* **Textauszug**
Doch diese Freude währte nicht lange. Mit dem Ausbruch des Ersten Weltkriegs im Sommer 1914 verstummte auch das Golfspiel in Goldstein – der Platz lag bald öde und verlassen da. Der Krieg brachte Not, und bereits 1915 stellte der FGC deshalb einen Teil des Goldstein-Geländes der Gemeinde Schwanheim zum Anbau von Gemüse zur Verfügung. Auf dem Rest des Golfplatzes wird Heu geerntet. Nach Ende des Krieges warf die Gemeinde ein Auge auf die wunderbaren Clubräume und beabsichtigte diese in Wohnungen aufzuteilen. Tatsächlich aber richteten sich französische Besatzungssoldaten im Clubhaus ein. Nach langen Verhandlungen gelang es, den ungebetenen Besuch herauszukomplimentieren.

Bei Kriegsbeginn hatte der Club bereits rund 200 Mitglieder. Vier Jahre später lag der Golfsport in Deutschland und in Frankfurt am Boden. Sechs von 16 ehemals im Deutschen Golf Verband registrierten Clubs sind aufgelöst. Aber der Frankfurter Platz und der Club hatten mit Mühe und Not überlebt. 1922 wurden in Goldstein die Verbandsmeisterschaften von Deutschland ausgerichtet.

Golf im Schatten der Besatzung

Als schließlich auch nochmalige Pläne, die Golfwiesen in Kartoffeläcker umzuwandeln, um die Ernährung der Bevölkerung sicherzustellen, abgewendet werden konnten, schienen Platz und Golfhaus für den Frankfurter Golf Club gerettet. Aber durch die Ruhrbesetzung Anfang 1923 ergaben sich sofort neue Schwierigkeiten. Nachdem das Ruhrgebiet unter der Last der im Frieden von Versailles vereinbarten Reparationszahlungen ächzte und die Reparationskommission der Siegermächte einstimmig feststellte, dass Deutschland mit seinen Reparationslieferungen im Rückstand war, besetzten französische und belgische Truppen kurzerhand das Ruhrgebiet und weite Teile Westdeutschlands bis ins heutige Südhessen.

Frankfurt und Schwanheim waren plötzlich durch eine Besatzungsgrenze getrennt. Die Frankfurter Golfer hatten Schwierigkeiten, zu ihrem Platz zu gelangen. Die Lage des Golfplatzes Goldstein im besetzten Gebiet beeinträchtigte deshalb die sportliche Betätigung stark, und während des sogenannten „Ruhrkampfes“, dem passiven Widerstand der Deutschen, kam diese fast vollständig zum Erliegen. 1923 und 1924 konnte der Frankfurter Golf Club deshalb nicht einmal seine Clubmeisterschaften austragen.

* **Aufgabenstellung**
Bitte nehmen Sie den Textauszug über den Frankfurter Golf Club in Goldstein nach seinem letzten Satz wieder auf und führen Sie ihn weiter.

* **Datensatzinhalt**
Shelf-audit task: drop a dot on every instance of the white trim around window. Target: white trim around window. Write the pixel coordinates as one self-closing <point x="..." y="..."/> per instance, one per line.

* **Ergebnis der Aufgabe**
Erst mit Aufhebung der Verkehrssperre durfte der Platz wieder regelmäßig bespielt werden. Es gelang dem Club, die von den Besatzern angerichteten Schäden einigermaßen zu reparieren. 1925 wurde mit Bert Hambrook wieder ein englischer Professional und Greenkeeper eingestellt.

Der Frankfurter Golf Club denkt groß

Mit der Wiederaufnahme eines geregelten Spielbetriebs Mitte der zwanziger Jahre wurde rasch deutlich, dass die Golfplatz in Goldstein den gewachsenen sportlichen und architektonischen Ansprüchen des Clubs nicht mehr genügte. Verglichen mit führenden ausländischen Plätzen und den neu entstandenen Anlagen in Deutschland, etwa in Bad Salzbrunn oder Berlin-Wannsee, wirkte der Platz überholt. Der Frankfurter Golf Club unter seinem Vorsitzenden Carl von Weinberg reagierte entschlossen und selbstbewusst: Er beschloss einen grundlegenden Umbau nach modernen Maßstäben der Golfplatzarchitektur.

Golfplatz Frankfurt Goldstein
Das 1927 neuangelegte Layout des Golfplatzes in Goldstein. Foto: Sammlung Christoph Meister

Der Club beauftragte das renommierte britische Architekturbüro Colt & Co. das den Umbau in der Zeit von Oktober 1926 bis März 1927 durchführte. Architekt vor Ort ist John S.F. Morrison, die Bauausführung erfolgte durch die britische Firma Franks Harris Brothers unter Leitung des Vorarbeiters W.A. Murray, Mitglied des britischen Walker-Cup-Teams von 1924.

Weniger bestrafendes Design nach dem Umbau

Die Eröffnung des umgebauten und für Herren um 519 Meter auf 2.775 Meter verlängerten Platzes erfolgte am 2. April 1927 durch einen Treibschlag des Präsidenten Carl von Weinberg. Dieser Tag stellte einen weiteren Meilenstein in der Entwicklung des Frankfurter Golf Club dar. Auf dem erneuerten Platz waren nun auch taktische Fähigkeiten der Spieler gefragt, denn die nach dem veralteten, rein bestrafenden Design ausgelegten Quer-Bunker waren bis auf zwei Ausnahmen verschwunden.

Doch dieser modernisierte Golfplatz wurde nicht einmal zwei Jahre alt. Denn die Stadt Frankfurt verfolgte den Plan, in Goldstein eine Wohnsiedlung zu errichten. Den Frankfurter Golfern bot sie im Gegenzug die Gelegenheit, im benachbarten Niederrad selbst große Pläne zu verwirklichen: einen 18-Loch-Platz. Schon kurz nach Fertigstellung der umgebauten Goldsteiner Anlage kam es im Jahre 1927 zur Ausführung letzteren Projekts, und zwar wiederum nach den Plänen der Firma Colt & Co., in die nun auch Morrison als Partner eingetreten war.  

Anfang September 1928 wurde der neue und heutige Platz in Frankfurt-Niederrad mit einem Länderspiel gegen Holland eröffnet. Er war erst der vierte 18-Löcher-Platz in ganz Deutschland. Bis zur Fertigstellung des Clubhauses im Jahre 1929 nutzte der Frankfurter Golf Club dann noch das Clubhaus des benachbarten Poloplatzes.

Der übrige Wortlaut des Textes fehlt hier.